**Challenge:**
Return the following lines without any changes.

**Stored records:**
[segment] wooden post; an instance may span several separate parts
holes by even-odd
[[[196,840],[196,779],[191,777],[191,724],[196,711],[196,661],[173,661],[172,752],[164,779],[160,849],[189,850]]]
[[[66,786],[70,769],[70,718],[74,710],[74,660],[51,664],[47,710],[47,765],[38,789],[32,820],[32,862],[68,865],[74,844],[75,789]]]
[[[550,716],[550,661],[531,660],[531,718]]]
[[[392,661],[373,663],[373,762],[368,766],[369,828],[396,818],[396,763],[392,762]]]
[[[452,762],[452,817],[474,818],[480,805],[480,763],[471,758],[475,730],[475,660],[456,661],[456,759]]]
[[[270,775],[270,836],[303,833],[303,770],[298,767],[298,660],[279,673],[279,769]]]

**Exercise result:**
[segment] wooden post; an instance may span several separate parts
holes by even-odd
[[[196,840],[196,779],[191,777],[191,724],[196,711],[196,661],[173,661],[172,752],[164,779],[160,849],[189,850]]]
[[[66,786],[70,769],[70,718],[74,710],[74,660],[51,664],[47,710],[47,765],[38,789],[32,820],[32,862],[68,865],[74,844],[75,789]]]
[[[550,716],[550,661],[531,660],[531,718]]]
[[[392,661],[373,663],[373,762],[368,766],[369,828],[396,818],[396,763],[392,762]]]
[[[452,762],[452,817],[474,818],[480,805],[480,763],[471,758],[475,730],[475,660],[456,661],[456,759]]]
[[[270,775],[270,836],[303,833],[303,770],[298,767],[298,660],[279,673],[279,769]]]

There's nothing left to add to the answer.